==== Dataset rows ====
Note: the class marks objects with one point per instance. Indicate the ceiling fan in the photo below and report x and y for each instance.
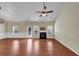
(44, 12)
(1, 20)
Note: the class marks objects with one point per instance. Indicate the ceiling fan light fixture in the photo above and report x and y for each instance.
(44, 12)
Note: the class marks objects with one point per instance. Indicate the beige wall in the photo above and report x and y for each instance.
(2, 31)
(67, 26)
(23, 25)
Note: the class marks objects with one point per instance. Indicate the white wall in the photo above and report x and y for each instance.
(2, 31)
(67, 26)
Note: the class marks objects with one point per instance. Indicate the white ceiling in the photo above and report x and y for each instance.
(21, 11)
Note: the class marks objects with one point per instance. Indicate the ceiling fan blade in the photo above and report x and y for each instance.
(49, 11)
(38, 11)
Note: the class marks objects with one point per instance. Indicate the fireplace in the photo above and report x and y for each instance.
(43, 35)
====
(Task instructions) Pictures in the records above should not be copied. Repeat everything else exactly.

(Full answer)
Note: the class marks objects with one point per instance. Indicate the ceiling fan in the photo below and report x and y for each instance.
(44, 12)
(1, 20)
Note: the class marks objects with one point per instance. Indicate the ceiling fan light fixture in the photo above and report x and y for each instance.
(44, 12)
Note: the class marks objects with one point per instance. Indicate the beige wall in the photo above and report x and y for each instance.
(2, 31)
(67, 26)
(23, 25)
Note: the class marks objects with one point per instance. Indicate the white wall in the photo above and report x and y for each instance.
(2, 31)
(67, 26)
Note: the class marks objects with one point per instance. Indicate the white ceiling in the photo above and report x and y for each instance.
(21, 11)
Note: the class marks objects with one point per instance. Indicate the ceiling fan blade in the photo above and report x and y for each instance.
(49, 11)
(38, 11)
Note: the class marks objects with one point per instance. Indicate the fireplace in the photo above and report x and y for each instance.
(43, 35)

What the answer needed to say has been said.